* START Records for the task *

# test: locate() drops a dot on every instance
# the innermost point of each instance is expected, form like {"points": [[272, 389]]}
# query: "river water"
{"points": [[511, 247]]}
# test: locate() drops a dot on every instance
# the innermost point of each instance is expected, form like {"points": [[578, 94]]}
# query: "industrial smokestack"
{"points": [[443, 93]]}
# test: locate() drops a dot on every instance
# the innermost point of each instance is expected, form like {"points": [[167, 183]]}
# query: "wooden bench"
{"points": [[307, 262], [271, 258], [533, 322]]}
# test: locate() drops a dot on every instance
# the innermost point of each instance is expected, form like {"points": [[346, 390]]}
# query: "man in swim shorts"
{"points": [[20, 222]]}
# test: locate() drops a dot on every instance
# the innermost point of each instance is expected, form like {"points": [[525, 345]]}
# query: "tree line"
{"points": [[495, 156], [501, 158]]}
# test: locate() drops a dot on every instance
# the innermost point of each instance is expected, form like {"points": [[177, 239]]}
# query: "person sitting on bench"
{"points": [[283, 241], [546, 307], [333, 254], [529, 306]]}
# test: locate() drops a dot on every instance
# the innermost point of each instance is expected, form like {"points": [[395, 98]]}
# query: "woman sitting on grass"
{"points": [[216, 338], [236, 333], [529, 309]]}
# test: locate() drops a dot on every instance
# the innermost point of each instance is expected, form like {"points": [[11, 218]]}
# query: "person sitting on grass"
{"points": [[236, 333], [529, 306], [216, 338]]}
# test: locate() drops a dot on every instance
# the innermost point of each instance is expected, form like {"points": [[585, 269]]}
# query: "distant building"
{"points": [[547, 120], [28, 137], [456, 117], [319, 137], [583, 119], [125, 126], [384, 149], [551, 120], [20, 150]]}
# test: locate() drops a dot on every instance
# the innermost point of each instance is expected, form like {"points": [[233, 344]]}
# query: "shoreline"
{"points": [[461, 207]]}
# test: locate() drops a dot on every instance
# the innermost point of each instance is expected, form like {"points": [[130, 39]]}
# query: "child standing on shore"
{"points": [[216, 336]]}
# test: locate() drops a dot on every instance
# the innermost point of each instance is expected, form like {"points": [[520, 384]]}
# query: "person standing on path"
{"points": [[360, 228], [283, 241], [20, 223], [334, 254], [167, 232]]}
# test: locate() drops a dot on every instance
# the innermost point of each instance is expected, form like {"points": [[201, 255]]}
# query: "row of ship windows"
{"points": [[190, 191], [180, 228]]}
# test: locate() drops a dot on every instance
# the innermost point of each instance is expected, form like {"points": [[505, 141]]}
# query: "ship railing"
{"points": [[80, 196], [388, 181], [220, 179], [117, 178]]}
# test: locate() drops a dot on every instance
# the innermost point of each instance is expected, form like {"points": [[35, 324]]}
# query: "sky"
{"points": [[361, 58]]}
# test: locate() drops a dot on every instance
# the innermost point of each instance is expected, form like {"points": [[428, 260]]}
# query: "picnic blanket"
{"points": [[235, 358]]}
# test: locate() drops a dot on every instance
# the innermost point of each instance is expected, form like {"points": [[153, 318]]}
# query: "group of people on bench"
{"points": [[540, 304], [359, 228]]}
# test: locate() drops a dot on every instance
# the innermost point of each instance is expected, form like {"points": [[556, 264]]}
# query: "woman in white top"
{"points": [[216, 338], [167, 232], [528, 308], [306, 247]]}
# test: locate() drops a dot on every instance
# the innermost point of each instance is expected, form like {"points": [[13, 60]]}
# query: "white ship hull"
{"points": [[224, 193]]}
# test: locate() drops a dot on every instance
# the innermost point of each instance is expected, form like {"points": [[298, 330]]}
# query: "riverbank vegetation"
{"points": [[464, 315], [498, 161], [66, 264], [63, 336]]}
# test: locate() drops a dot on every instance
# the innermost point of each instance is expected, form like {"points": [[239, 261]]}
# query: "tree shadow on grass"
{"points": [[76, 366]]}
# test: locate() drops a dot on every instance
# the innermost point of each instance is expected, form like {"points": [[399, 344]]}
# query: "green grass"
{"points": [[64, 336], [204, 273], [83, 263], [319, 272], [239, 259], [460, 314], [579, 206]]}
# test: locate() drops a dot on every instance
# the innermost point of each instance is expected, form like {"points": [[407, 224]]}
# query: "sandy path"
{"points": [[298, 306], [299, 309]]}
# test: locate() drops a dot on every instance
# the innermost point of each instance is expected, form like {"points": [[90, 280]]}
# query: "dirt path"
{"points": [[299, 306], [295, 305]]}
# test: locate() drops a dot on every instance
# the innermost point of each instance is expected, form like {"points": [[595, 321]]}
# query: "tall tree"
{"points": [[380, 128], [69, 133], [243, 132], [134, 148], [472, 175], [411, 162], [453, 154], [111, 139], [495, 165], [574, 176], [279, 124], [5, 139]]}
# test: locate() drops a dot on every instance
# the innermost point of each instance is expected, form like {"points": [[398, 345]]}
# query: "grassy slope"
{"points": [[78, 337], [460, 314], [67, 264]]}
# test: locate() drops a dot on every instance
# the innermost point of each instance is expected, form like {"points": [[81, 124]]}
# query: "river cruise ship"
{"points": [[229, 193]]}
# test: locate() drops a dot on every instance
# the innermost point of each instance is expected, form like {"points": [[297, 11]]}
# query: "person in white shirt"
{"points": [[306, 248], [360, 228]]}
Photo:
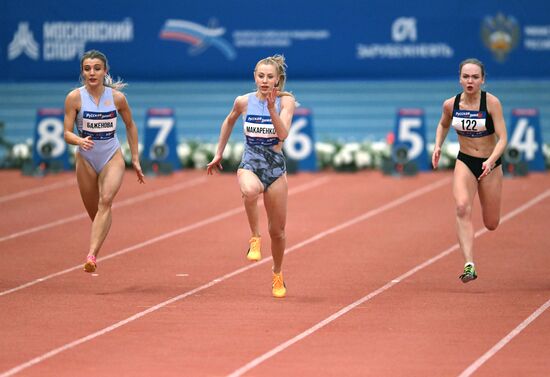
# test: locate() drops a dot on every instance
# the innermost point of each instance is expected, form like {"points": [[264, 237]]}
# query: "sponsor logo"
{"points": [[66, 40], [198, 36], [90, 115], [23, 43], [500, 34], [260, 130], [404, 34]]}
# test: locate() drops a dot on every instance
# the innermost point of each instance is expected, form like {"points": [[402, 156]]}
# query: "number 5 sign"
{"points": [[300, 143], [410, 131], [525, 135]]}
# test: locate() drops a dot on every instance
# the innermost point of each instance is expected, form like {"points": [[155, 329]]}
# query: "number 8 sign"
{"points": [[49, 144]]}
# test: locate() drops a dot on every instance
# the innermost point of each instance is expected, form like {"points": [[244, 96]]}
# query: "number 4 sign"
{"points": [[525, 136]]}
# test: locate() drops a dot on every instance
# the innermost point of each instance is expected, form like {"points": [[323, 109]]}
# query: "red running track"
{"points": [[371, 270]]}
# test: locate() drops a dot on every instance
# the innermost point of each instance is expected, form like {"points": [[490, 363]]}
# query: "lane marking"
{"points": [[185, 229], [216, 281], [504, 341], [281, 347], [122, 203], [38, 190]]}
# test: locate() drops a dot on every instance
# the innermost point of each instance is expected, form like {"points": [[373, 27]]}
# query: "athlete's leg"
{"points": [[251, 188], [275, 201], [490, 193], [86, 177], [109, 182], [464, 191]]}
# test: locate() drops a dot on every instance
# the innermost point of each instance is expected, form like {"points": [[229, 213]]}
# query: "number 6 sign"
{"points": [[300, 143]]}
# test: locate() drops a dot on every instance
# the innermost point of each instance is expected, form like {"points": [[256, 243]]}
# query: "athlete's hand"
{"points": [[86, 143], [271, 97], [435, 157], [139, 172], [487, 166], [215, 164]]}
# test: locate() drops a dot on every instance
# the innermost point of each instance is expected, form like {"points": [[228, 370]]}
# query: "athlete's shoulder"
{"points": [[241, 101], [448, 105], [492, 99], [73, 98]]}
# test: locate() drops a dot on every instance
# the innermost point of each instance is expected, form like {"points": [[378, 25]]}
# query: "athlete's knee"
{"points": [[277, 232], [491, 224], [463, 210], [106, 200], [250, 192]]}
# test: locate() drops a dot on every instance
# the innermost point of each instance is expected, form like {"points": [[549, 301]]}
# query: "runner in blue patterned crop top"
{"points": [[94, 108], [267, 115], [477, 118]]}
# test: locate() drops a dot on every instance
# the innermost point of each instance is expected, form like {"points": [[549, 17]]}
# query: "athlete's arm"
{"points": [[72, 104], [131, 131], [225, 132], [442, 130]]}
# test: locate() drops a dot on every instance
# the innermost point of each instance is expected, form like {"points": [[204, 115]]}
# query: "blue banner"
{"points": [[171, 40]]}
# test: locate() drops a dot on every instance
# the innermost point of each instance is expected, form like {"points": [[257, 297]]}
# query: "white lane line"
{"points": [[38, 190], [123, 203], [281, 347], [136, 316], [504, 341], [198, 224]]}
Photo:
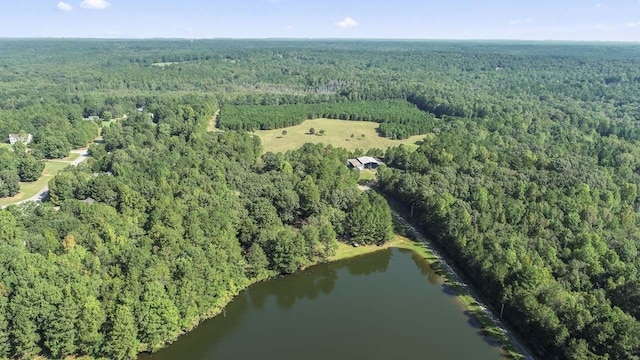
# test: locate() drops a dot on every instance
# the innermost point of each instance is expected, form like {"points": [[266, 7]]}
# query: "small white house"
{"points": [[25, 139], [364, 162]]}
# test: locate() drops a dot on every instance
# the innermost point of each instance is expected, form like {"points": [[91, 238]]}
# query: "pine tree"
{"points": [[121, 342]]}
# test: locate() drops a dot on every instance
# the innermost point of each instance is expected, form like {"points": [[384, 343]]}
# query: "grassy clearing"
{"points": [[337, 133], [367, 175], [108, 123], [29, 189]]}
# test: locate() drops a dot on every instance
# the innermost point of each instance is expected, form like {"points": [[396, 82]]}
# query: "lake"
{"points": [[386, 305]]}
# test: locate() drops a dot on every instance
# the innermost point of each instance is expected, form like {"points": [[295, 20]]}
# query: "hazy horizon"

* END Records for the task *

Please pick out each line of the rows above that contains the word "blue" and copy those lines. Case counts.

# query: "runner in blue patterned crop top"
# query: "blue banner"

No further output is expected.